Every line of the data is to be transcribed as it stands.

[DATA FOR REVIEW]

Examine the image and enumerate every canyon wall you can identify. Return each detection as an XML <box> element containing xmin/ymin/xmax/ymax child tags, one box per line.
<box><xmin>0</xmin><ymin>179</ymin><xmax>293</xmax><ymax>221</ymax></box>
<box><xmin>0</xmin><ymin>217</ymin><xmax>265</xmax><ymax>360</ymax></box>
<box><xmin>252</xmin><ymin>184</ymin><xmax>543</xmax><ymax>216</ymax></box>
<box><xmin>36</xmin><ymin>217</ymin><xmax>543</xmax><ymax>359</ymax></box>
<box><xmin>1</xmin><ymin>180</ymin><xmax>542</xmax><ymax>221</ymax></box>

[/DATA FOR REVIEW]

* RESPONSE
Examine the image and enumerate every canyon wall you can identify. Return each detection as an XML <box> element containing xmin/ymin/xmax/ymax child tags, one box per line.
<box><xmin>0</xmin><ymin>179</ymin><xmax>293</xmax><ymax>221</ymax></box>
<box><xmin>0</xmin><ymin>217</ymin><xmax>265</xmax><ymax>360</ymax></box>
<box><xmin>252</xmin><ymin>184</ymin><xmax>543</xmax><ymax>216</ymax></box>
<box><xmin>36</xmin><ymin>217</ymin><xmax>543</xmax><ymax>359</ymax></box>
<box><xmin>1</xmin><ymin>180</ymin><xmax>542</xmax><ymax>221</ymax></box>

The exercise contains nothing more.